[Stored entries]
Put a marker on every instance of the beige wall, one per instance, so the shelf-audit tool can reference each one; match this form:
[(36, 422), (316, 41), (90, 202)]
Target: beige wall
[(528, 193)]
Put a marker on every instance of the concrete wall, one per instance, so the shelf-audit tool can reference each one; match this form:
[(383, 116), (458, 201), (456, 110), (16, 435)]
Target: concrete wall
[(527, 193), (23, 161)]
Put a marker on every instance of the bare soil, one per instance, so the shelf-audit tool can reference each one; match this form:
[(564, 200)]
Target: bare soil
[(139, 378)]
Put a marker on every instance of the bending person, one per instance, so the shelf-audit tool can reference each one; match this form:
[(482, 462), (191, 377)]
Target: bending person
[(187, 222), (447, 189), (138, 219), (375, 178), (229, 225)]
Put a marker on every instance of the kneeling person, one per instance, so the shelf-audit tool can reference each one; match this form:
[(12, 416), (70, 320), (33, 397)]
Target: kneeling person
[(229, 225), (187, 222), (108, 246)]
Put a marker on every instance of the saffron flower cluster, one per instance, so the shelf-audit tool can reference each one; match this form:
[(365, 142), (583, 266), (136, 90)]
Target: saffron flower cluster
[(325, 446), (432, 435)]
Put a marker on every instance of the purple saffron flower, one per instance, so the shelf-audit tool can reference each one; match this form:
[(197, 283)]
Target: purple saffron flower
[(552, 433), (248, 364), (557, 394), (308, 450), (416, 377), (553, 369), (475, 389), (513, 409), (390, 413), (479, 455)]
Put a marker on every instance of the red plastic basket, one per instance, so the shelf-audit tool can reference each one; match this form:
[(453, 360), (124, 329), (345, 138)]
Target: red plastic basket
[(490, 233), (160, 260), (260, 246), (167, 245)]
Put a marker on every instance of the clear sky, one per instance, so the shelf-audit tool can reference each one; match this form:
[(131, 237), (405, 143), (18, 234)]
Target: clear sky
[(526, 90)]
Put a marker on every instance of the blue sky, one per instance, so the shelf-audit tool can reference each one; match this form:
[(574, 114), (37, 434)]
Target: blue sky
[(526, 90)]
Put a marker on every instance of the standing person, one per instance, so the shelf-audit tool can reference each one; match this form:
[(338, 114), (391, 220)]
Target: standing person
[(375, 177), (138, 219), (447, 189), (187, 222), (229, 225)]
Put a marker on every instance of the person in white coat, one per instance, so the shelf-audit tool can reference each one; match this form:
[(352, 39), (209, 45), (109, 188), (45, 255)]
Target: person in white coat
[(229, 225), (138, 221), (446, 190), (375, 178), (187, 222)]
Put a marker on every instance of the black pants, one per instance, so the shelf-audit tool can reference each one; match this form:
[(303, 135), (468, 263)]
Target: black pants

> _What the task requires_
Return only the number of lines in the data that contain "pants".

> _Answer for this exercise_
2